**GIVEN RECORDS**

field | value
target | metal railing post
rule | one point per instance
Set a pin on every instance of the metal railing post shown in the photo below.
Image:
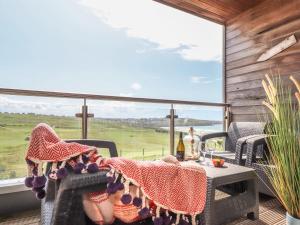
(172, 117)
(84, 115)
(227, 118)
(84, 119)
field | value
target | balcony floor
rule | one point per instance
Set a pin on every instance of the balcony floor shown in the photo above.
(270, 212)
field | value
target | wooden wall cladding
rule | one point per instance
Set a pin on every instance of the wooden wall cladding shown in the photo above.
(249, 35)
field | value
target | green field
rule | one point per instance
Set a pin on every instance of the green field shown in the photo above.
(133, 140)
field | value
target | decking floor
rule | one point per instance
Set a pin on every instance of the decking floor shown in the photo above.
(270, 213)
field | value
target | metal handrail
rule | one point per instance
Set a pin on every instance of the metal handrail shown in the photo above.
(84, 115)
(9, 91)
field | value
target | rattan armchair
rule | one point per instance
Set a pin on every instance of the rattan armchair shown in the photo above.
(235, 140)
(63, 202)
(257, 158)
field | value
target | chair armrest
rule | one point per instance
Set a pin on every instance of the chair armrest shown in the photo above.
(252, 145)
(86, 182)
(241, 142)
(205, 137)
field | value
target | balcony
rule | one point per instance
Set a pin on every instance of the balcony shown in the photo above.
(259, 37)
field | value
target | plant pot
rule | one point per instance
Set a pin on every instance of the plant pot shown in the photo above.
(290, 220)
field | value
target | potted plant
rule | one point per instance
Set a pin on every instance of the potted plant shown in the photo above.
(284, 145)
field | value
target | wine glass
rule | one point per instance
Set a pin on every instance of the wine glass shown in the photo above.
(203, 151)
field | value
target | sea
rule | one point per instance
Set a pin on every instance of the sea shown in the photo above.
(198, 129)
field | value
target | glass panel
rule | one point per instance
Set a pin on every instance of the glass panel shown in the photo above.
(19, 115)
(203, 120)
(139, 130)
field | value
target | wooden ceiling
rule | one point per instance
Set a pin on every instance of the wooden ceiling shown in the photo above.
(218, 11)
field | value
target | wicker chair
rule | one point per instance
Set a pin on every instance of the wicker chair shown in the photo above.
(63, 202)
(235, 140)
(260, 163)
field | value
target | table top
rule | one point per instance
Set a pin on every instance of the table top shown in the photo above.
(216, 172)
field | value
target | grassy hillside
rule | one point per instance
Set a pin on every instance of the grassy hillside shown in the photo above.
(131, 140)
(134, 140)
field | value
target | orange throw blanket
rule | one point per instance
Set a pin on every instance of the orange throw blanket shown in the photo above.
(176, 188)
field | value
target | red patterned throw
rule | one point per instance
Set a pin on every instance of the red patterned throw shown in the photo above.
(176, 188)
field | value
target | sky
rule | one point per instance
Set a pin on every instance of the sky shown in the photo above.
(137, 48)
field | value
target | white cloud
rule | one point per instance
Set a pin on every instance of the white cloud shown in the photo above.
(136, 86)
(196, 79)
(190, 36)
(126, 94)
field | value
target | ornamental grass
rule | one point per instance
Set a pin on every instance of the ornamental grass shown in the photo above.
(284, 142)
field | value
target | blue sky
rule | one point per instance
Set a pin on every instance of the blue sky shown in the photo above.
(99, 46)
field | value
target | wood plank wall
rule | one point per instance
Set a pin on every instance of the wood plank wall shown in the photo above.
(247, 36)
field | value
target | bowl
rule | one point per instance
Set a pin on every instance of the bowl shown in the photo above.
(218, 162)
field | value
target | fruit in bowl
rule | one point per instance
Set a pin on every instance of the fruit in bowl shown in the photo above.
(218, 162)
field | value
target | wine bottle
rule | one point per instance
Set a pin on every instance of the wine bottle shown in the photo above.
(180, 150)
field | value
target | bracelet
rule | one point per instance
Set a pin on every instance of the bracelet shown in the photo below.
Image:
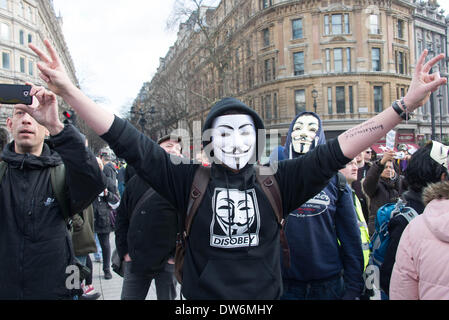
(402, 112)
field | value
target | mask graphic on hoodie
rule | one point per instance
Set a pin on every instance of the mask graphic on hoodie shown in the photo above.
(236, 220)
(229, 138)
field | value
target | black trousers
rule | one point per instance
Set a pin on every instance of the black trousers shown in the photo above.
(106, 250)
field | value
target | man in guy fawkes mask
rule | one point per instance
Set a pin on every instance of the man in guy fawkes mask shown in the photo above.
(222, 261)
(233, 249)
(323, 234)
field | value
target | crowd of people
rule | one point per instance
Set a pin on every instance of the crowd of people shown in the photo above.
(228, 227)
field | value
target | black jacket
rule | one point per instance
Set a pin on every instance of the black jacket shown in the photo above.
(396, 227)
(103, 211)
(34, 250)
(111, 177)
(237, 255)
(149, 234)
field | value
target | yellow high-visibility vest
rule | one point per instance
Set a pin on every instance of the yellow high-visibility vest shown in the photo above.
(364, 234)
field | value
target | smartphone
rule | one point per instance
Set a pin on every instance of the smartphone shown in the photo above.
(15, 94)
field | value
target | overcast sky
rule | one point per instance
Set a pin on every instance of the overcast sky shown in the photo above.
(116, 45)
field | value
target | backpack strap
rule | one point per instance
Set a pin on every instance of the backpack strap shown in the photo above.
(3, 167)
(148, 194)
(272, 191)
(341, 183)
(197, 191)
(57, 177)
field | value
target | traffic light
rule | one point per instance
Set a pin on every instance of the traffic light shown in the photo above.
(70, 117)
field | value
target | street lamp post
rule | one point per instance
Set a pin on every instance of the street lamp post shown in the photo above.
(432, 102)
(440, 96)
(314, 95)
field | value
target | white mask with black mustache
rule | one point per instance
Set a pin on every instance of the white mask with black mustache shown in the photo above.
(234, 140)
(304, 133)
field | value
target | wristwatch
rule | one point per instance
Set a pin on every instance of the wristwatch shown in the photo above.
(403, 113)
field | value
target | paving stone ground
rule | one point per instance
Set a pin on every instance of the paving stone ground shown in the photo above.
(112, 289)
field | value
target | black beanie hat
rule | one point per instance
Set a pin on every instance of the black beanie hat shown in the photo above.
(228, 104)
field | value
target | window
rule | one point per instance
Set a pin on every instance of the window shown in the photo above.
(30, 68)
(298, 63)
(275, 105)
(374, 24)
(375, 58)
(351, 99)
(420, 47)
(20, 8)
(340, 99)
(6, 60)
(22, 64)
(4, 31)
(297, 29)
(400, 62)
(346, 23)
(266, 3)
(348, 59)
(336, 24)
(300, 101)
(21, 37)
(338, 60)
(250, 77)
(378, 100)
(248, 48)
(269, 69)
(328, 60)
(268, 114)
(400, 29)
(266, 37)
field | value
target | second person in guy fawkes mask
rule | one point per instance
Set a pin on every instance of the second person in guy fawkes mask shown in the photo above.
(323, 235)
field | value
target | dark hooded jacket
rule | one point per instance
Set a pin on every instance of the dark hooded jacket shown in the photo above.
(323, 234)
(233, 251)
(35, 242)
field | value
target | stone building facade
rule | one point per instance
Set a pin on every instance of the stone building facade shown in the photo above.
(345, 59)
(23, 22)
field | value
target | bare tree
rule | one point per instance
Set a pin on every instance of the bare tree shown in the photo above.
(212, 45)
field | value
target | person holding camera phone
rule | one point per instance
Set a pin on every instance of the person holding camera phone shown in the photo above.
(382, 184)
(233, 249)
(36, 248)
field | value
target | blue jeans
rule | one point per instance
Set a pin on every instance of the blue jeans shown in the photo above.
(327, 289)
(136, 286)
(99, 253)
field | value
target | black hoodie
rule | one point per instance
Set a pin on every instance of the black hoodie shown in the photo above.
(223, 260)
(34, 242)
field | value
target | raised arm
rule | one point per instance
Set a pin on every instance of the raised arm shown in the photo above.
(355, 140)
(53, 73)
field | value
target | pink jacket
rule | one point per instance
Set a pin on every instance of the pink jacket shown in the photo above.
(421, 270)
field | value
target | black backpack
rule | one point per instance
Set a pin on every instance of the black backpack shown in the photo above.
(201, 179)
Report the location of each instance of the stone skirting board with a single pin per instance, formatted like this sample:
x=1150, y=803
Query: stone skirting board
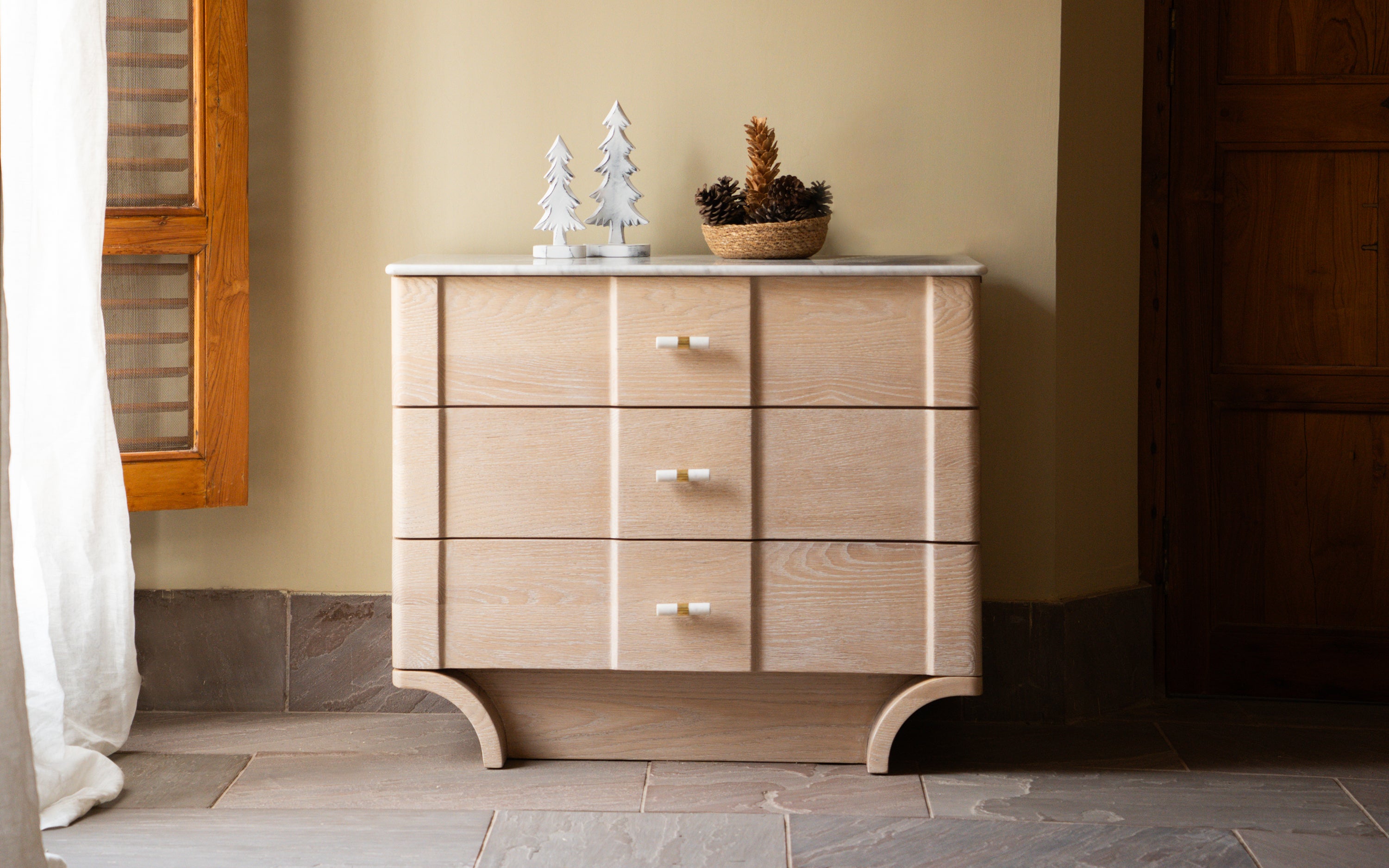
x=270, y=650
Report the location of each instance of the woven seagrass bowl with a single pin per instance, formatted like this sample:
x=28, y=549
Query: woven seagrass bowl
x=795, y=239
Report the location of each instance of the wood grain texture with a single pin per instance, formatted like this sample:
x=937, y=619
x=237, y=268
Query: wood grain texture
x=676, y=439
x=1296, y=285
x=716, y=573
x=842, y=607
x=842, y=342
x=869, y=474
x=953, y=610
x=1305, y=38
x=952, y=342
x=902, y=706
x=526, y=341
x=527, y=471
x=471, y=700
x=414, y=473
x=416, y=613
x=537, y=603
x=713, y=307
x=756, y=717
x=414, y=342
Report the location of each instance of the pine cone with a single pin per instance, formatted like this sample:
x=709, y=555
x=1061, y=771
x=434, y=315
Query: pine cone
x=782, y=203
x=721, y=203
x=762, y=167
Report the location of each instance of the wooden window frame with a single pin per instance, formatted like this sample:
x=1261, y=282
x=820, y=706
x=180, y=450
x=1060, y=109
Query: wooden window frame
x=214, y=232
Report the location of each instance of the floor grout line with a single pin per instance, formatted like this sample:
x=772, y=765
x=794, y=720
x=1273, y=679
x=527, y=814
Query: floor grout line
x=787, y=825
x=1170, y=746
x=646, y=784
x=1352, y=796
x=228, y=788
x=487, y=837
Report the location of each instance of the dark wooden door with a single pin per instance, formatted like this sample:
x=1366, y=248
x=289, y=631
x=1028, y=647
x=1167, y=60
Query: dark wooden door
x=1278, y=350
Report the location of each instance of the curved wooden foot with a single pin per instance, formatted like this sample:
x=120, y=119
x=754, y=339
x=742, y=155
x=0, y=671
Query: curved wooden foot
x=471, y=702
x=896, y=712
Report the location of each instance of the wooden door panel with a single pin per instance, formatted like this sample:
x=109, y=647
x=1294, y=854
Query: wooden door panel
x=1303, y=518
x=1298, y=285
x=1305, y=38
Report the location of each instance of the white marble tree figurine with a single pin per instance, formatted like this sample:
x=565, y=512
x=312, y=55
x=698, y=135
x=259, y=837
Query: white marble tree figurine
x=616, y=195
x=559, y=205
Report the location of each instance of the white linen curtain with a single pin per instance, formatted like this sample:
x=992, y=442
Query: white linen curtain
x=71, y=537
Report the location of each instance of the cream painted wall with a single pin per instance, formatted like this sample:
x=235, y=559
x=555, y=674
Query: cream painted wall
x=387, y=128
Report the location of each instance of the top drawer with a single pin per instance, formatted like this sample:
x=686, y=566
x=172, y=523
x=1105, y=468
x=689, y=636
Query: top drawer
x=728, y=342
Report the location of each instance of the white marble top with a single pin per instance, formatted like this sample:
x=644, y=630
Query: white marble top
x=688, y=266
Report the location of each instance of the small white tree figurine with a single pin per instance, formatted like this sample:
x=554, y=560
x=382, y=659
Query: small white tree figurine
x=559, y=205
x=616, y=195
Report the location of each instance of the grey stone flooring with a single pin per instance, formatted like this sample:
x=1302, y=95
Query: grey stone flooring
x=1187, y=782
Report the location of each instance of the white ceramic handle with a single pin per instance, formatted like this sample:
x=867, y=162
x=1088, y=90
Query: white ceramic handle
x=695, y=474
x=682, y=609
x=674, y=342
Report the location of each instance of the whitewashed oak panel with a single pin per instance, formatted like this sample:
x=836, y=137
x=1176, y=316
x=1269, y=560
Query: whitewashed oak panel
x=680, y=439
x=414, y=342
x=867, y=341
x=526, y=341
x=527, y=471
x=867, y=474
x=953, y=610
x=414, y=603
x=712, y=307
x=414, y=471
x=535, y=603
x=714, y=573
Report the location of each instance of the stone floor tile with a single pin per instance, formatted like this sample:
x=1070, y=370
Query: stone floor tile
x=877, y=842
x=1373, y=796
x=1281, y=750
x=175, y=732
x=953, y=746
x=271, y=839
x=380, y=781
x=339, y=657
x=571, y=839
x=1276, y=850
x=175, y=781
x=781, y=788
x=1152, y=799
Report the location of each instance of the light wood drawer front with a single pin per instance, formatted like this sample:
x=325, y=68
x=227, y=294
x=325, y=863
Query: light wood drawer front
x=869, y=607
x=719, y=441
x=655, y=573
x=713, y=309
x=526, y=341
x=871, y=342
x=527, y=471
x=869, y=474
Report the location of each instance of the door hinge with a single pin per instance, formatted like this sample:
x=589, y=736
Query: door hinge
x=1160, y=574
x=1171, y=49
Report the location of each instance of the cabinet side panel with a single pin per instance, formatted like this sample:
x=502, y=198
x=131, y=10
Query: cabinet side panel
x=414, y=342
x=953, y=475
x=953, y=610
x=842, y=607
x=414, y=480
x=538, y=603
x=952, y=349
x=414, y=603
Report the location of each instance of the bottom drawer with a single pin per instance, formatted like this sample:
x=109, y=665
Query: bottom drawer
x=596, y=605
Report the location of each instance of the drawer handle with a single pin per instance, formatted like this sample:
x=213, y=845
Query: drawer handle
x=696, y=474
x=673, y=342
x=682, y=609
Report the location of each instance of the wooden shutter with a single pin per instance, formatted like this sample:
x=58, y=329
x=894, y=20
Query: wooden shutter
x=174, y=278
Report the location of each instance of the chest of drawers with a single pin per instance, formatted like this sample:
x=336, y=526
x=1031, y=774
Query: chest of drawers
x=687, y=509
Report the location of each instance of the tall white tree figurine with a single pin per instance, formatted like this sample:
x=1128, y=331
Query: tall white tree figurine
x=559, y=205
x=616, y=196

**YOUR TASK**
Reproduce the data from the line containing "Report the location of each instance of the floor" through the line containing "x=387, y=128", renaming "white linen curtain" to "white cotton curtain" and leaving everything else in those lines as it is.

**CORRECT OUTPUT**
Report the location of each instance of the floor grout line with a single pin per instance, formatted like this sample:
x=772, y=765
x=794, y=720
x=1273, y=679
x=527, y=814
Query: floor grout line
x=787, y=825
x=1170, y=746
x=646, y=784
x=1352, y=796
x=228, y=788
x=487, y=837
Report the location of each instance of the dark wooden door with a single pin per instance, formatted like this sample:
x=1366, y=248
x=289, y=631
x=1028, y=647
x=1167, y=60
Query: dark wooden door
x=1278, y=350
Report the location of each instance of the curved wooden foot with a single pin per instance, formatted like this sample:
x=120, y=119
x=754, y=339
x=742, y=155
x=0, y=671
Query: curved wooden foot
x=471, y=702
x=896, y=712
Report the location of each instance of the wooden door panel with a single pin per instance, formatted like this sample:
x=109, y=647
x=1294, y=854
Query: wooden door panel
x=1303, y=518
x=1298, y=285
x=1305, y=38
Report the location of each instance of the white marble tree figurine with a single pin per instance, formatted like this sample:
x=565, y=512
x=312, y=55
x=698, y=135
x=259, y=837
Query: white marble tree figurine
x=616, y=195
x=559, y=205
Report the location of each instance of the white cotton curtain with a single pin per instance, formatted like this sample:
x=992, y=442
Query: white cotton curtain
x=71, y=537
Report the location of each instance of the cream painted wall with a single pin per instance, formatted like this sample:
x=235, y=559
x=555, y=674
Query: cream painted wall
x=387, y=128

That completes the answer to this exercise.